I will always remember Lana's six month developmental check-up. The nurses wanted to check her pincer grip, so they gave her a Cheerio to hold. Lana held it between her index finger and her thumb, but she wasn't using the fingertip of the index finger to hold it, instead she was using the flat part of the index finger. The nurse kept offering the cheerio over and over, and each time, Lana held it in the same way. I could tell that Lana was failing this part of the test - so what was my maternal response?
"She always uses her fingertip for the pincer grip when we're at home!!"
But did I know whether or not that was true? I don't think I had even observed closely enough to know. I just wanted to say "Stop being petty, my daughter is holding the cheerio, who cares what part of the finger she's using - and how dare you fail her!"
I've thought about this many times since this occasion. Probably part of it is my conscience, I typically don't "lie" - and as I observed Lana over the following weeks, I noticed that the nurse was correct, Lana wasn't using her fingertips. Another part of it is that I was surprised by my own maternal urge to exaggerate Lana's abilities in order to make her look better. I've observed this instinct in other parents as well, not just in myself, and I think it's probably pretty universal.
But now that I am the mother of a child with special needs, my response in this kind of situation is completely different. With Lana, my urge was to say "My daughter is advanced for her age in every area. Can't you see how awesome she is? And if you dare offer any criticism, I'll fight it tooth and nail.". With Maddy, my urge is more "I know that Maddy is not like other kids - and when it comes to therapies, she can benefit from whatever help she can get. So where do I sign up?" With Maddy, I think nothing of telling nurses and doctors "Maddy's grasp is extremely poor, she still doesn't do well on her tummy, she can't sit yet and she only can roll from back to stomach in one direction." I know that with their help, Maddy can succeed in these areas faster than without their help.
I'd like to think that I've learned something from having Maddy - and that is, it's not a bad thing to be aware of your child's strengths and weaknesses. And if your child does have weaknesses in a particular area, it's for the best to be honest about them and if help is offered to you, take it for their benefit. If someone (particularly a medical practitioner) points out a weakness that you were previously unaware of, they're not being critical, they're trying to help. So it's not wise to get defensive (and boy, I have a lot of experience with getting defensive - just ask my husband!), the best thing is to listen to their concerns and take them on board.

**EXERCISE 1:**
Do these statements agree with the piece about Lana's check-up? Answer yes or no for each, quoting the words that decide it.
(a) At her six-month check-up, Lana held the Cheerio with the flat part of her index finger.
(b) Watching Lana in the weeks afterward showed that the nurse had been wrong.
(c) Maddy can roll from back to stomach in both directions.
**EXERCISE 2:** Can you continue the piece about Lana's check-up from its last sentence?
The material comes from a separate source, unrelated to the piece about Lana's check-up.

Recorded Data
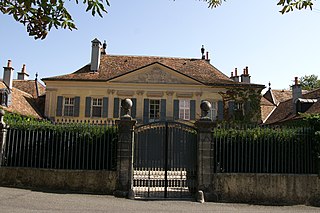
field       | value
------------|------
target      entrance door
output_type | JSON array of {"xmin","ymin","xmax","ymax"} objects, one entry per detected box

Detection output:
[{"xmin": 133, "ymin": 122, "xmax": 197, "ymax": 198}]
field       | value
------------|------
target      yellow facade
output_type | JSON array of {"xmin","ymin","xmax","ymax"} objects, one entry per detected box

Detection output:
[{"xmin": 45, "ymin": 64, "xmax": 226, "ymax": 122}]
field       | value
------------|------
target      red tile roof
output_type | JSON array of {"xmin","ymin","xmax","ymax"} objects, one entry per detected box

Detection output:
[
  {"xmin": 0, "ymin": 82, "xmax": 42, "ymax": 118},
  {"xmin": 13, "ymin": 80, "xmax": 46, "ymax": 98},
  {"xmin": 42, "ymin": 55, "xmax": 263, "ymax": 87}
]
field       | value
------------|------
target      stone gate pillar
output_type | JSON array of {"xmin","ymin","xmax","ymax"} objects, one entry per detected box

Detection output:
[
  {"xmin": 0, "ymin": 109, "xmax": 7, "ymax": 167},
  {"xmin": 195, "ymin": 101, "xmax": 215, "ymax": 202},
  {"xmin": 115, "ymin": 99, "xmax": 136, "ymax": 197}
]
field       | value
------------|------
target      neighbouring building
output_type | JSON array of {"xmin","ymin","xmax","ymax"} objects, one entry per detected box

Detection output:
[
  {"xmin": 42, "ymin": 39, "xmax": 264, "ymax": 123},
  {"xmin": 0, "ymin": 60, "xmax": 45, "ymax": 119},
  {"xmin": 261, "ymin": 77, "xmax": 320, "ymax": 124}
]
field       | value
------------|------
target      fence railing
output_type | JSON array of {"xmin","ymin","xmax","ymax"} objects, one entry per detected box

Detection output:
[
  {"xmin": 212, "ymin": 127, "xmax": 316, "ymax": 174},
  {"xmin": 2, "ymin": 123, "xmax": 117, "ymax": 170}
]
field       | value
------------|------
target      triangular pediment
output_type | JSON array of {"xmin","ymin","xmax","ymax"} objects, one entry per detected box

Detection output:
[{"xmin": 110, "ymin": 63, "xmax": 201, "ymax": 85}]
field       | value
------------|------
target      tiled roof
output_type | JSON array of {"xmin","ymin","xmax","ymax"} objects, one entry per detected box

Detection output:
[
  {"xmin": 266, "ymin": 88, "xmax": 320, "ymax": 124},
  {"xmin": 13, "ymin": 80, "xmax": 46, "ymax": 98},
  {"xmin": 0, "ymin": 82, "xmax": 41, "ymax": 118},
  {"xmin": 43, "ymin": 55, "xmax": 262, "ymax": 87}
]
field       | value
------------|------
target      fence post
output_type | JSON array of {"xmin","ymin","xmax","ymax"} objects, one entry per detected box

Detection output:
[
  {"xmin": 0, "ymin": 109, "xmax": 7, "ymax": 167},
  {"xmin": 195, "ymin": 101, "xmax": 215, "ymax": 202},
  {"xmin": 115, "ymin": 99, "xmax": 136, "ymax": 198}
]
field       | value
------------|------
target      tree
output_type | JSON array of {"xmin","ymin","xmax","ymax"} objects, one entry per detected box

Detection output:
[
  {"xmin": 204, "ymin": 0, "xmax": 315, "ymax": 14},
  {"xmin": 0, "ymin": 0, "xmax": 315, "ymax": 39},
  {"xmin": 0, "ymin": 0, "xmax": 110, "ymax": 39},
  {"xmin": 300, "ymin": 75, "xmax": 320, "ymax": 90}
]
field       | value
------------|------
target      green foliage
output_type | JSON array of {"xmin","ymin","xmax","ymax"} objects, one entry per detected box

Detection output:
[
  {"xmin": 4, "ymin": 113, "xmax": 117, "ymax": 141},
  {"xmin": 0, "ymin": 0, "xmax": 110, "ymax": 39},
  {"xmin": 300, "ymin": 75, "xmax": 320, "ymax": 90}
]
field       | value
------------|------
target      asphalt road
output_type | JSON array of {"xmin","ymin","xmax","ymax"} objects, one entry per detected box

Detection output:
---
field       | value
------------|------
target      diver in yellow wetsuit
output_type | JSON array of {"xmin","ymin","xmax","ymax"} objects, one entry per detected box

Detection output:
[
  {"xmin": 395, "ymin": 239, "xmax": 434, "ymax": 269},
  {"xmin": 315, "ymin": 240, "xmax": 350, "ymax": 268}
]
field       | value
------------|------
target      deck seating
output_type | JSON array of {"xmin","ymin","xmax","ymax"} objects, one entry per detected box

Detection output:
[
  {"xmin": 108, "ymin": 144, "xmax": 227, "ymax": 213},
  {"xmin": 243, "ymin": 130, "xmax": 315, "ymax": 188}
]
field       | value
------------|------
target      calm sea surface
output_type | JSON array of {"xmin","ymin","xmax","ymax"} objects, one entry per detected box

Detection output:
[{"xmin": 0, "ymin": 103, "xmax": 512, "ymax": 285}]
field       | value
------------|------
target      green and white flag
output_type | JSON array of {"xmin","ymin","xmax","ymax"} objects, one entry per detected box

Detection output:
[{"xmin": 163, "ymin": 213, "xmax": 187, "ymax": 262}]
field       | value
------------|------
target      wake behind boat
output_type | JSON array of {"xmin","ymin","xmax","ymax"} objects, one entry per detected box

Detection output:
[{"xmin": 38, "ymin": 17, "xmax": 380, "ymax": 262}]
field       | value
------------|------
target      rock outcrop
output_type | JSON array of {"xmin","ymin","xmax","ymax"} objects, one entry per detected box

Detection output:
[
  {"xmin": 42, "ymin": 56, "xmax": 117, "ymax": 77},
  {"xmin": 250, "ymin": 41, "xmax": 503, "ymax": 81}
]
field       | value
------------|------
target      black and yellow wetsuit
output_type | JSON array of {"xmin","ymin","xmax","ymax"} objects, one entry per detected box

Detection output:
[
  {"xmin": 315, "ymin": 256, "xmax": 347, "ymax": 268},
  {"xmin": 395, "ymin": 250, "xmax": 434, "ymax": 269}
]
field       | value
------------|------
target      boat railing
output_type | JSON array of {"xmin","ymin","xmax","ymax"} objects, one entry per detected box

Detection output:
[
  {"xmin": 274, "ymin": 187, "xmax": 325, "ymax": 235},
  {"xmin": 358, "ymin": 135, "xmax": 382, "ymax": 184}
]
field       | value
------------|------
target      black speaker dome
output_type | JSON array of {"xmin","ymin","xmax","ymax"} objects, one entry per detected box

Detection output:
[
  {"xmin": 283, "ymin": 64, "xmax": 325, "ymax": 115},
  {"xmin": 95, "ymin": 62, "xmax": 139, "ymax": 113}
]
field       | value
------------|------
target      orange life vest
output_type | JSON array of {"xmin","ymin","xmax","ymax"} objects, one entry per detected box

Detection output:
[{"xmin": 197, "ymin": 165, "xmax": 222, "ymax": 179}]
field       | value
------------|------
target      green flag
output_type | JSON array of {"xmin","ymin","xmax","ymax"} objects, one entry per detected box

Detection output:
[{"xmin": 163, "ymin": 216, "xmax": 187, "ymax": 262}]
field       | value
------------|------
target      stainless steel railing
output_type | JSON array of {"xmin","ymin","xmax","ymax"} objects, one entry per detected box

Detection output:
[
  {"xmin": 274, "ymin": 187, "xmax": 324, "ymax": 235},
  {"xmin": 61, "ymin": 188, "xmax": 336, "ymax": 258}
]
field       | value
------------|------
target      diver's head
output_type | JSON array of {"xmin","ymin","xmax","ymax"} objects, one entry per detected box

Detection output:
* * *
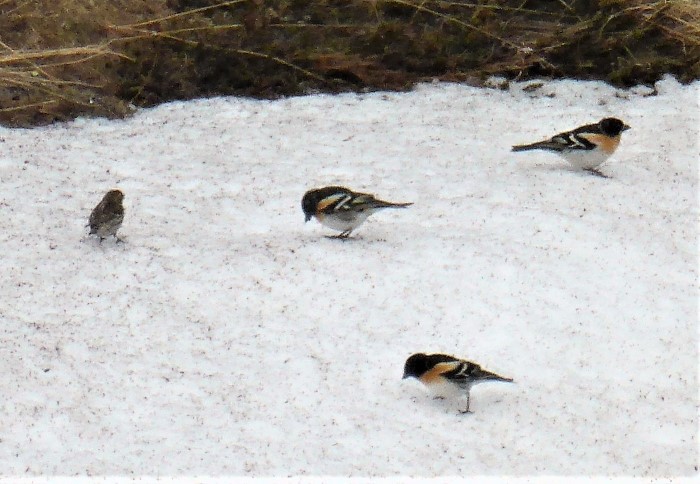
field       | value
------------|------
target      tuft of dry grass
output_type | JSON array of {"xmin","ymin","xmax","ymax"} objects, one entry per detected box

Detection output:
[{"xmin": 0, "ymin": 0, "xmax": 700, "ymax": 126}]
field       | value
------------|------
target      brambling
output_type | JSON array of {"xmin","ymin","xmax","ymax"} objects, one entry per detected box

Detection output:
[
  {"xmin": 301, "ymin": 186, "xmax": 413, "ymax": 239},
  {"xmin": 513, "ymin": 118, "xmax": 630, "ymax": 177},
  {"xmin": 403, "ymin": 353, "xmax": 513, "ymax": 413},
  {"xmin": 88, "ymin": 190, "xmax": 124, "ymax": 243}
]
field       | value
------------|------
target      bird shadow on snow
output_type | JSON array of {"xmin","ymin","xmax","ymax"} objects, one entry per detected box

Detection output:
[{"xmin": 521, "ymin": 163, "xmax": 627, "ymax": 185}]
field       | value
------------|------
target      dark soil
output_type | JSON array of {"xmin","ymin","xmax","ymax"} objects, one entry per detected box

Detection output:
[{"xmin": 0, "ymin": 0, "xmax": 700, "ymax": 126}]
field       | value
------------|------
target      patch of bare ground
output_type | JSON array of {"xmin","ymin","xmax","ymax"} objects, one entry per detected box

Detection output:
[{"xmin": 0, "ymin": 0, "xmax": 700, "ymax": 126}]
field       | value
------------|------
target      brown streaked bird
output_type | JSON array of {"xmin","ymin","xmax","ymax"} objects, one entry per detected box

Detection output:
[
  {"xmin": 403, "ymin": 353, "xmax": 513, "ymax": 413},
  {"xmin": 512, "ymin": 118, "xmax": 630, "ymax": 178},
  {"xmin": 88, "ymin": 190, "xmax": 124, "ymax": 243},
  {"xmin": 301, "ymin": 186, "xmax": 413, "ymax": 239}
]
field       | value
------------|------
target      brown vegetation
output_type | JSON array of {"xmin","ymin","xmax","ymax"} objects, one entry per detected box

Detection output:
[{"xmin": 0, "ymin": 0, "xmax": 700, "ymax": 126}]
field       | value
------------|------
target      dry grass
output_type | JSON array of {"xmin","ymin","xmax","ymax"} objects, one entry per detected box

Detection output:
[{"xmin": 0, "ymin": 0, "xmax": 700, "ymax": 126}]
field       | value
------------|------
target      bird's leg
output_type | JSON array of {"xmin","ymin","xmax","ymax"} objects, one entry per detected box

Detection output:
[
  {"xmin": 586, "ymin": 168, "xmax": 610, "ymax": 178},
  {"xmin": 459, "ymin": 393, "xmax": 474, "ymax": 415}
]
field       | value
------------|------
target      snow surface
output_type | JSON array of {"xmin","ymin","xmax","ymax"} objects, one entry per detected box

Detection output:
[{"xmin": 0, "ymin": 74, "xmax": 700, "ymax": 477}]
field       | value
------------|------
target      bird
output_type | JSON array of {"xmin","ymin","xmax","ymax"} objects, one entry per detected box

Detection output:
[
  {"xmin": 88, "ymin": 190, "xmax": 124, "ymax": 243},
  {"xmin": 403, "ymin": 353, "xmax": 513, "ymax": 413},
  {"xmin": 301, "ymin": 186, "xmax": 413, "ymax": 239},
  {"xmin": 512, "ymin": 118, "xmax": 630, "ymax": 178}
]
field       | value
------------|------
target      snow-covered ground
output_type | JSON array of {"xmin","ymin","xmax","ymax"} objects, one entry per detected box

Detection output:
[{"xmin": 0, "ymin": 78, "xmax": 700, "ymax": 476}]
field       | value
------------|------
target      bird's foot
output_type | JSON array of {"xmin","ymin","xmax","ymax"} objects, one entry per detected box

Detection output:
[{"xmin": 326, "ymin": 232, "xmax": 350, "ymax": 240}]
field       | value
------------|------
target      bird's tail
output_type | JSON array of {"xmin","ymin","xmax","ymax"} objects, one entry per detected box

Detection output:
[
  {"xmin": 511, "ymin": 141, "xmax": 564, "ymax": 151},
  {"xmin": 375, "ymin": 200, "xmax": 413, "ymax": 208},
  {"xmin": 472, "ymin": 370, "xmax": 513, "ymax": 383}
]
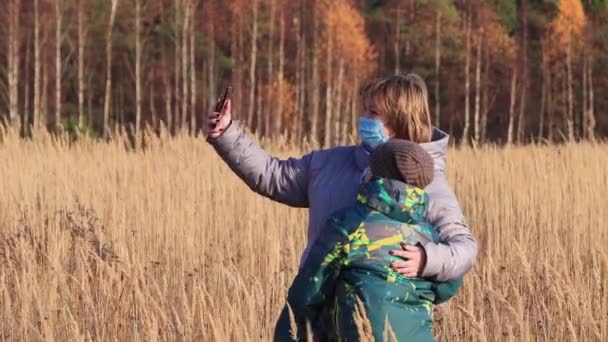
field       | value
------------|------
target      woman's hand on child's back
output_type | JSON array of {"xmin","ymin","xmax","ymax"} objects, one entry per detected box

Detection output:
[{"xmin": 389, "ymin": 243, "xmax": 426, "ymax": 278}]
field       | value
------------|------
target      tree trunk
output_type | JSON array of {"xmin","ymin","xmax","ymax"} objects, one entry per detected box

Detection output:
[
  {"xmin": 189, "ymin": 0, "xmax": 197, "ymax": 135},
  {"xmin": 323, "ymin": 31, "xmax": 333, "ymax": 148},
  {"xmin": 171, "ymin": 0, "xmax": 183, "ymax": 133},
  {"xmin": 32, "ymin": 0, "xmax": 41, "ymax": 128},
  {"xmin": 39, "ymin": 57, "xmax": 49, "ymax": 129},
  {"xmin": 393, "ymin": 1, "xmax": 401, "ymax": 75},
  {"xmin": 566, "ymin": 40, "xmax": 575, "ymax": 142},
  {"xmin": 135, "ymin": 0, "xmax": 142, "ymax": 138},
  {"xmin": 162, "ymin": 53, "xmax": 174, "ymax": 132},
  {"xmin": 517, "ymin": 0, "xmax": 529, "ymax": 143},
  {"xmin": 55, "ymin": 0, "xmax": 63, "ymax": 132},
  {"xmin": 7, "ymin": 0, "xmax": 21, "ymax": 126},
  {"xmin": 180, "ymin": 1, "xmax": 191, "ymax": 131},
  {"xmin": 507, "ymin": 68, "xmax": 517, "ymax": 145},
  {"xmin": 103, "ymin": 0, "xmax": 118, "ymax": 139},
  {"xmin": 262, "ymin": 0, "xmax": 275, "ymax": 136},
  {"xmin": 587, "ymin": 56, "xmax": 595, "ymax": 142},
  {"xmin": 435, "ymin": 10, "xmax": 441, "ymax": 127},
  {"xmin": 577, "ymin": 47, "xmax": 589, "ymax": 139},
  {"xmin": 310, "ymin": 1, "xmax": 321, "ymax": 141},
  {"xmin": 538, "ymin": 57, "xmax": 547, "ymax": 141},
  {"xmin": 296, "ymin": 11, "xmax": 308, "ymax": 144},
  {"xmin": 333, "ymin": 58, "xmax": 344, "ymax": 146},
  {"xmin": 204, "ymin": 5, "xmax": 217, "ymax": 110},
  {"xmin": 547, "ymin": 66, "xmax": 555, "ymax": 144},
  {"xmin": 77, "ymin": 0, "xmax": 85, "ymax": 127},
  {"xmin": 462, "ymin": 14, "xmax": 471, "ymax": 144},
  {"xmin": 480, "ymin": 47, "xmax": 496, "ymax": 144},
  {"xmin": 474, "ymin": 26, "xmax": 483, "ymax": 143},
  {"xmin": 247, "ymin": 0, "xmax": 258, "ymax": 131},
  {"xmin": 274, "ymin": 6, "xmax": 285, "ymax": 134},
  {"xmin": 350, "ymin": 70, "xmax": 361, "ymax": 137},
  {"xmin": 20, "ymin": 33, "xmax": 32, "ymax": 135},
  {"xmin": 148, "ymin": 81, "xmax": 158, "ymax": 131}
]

**REPLY 1:**
(a) Yes: "she was using the flat part of the index finger."
(b) No: "I noticed that the nurse was correct, Lana wasn't using her fingertips."
(c) No: "she only can roll from back to stomach in one direction."

**REPLY 2:**
I was actually in a similar situation with Maddy last week. We were at the Cleft Palate team appointment and one of the doctors asked about what sounds Maddy makes. She really only makes guttural sounds like "grrrr" along with vowel sounds like "oooohhh" and "aaahhh". She doesn't really say much of "babababa" or "dadadada" yet. I've wondered if that could be because of the cleft - although the doctors at that appointment said that it should affect that. It could also be from being socially deprived for four months in NICU - although the nurses did talk with her, just probably not as much as if she were home with us. Or I also wonder if it could be from the laryngomalacia - that affects the voice box so maybe it could affect speech development. But one of the doctors at the cleft palate team appointment said "Maybe she's developmentally delayed". My mothering instinct reared it's head and responded with "With this syndrome, she SHOULDN'T be!"
Maddy will most likely need speech therapy when she gets older, just from having the cleft palate, and so we will be able to deal with whatever speech issues she does have. But I will keep an eye on her speech development milestones and ask the pediatrician about them when we see him on the 22nd. I've learnt now that it's ok to ask for help when we need it, and that sometimes I need to put my mother's pride on the shelf and really look at what my kids strengths and weaknesses are so that I can help them with those weaknesses in whatever way I can :)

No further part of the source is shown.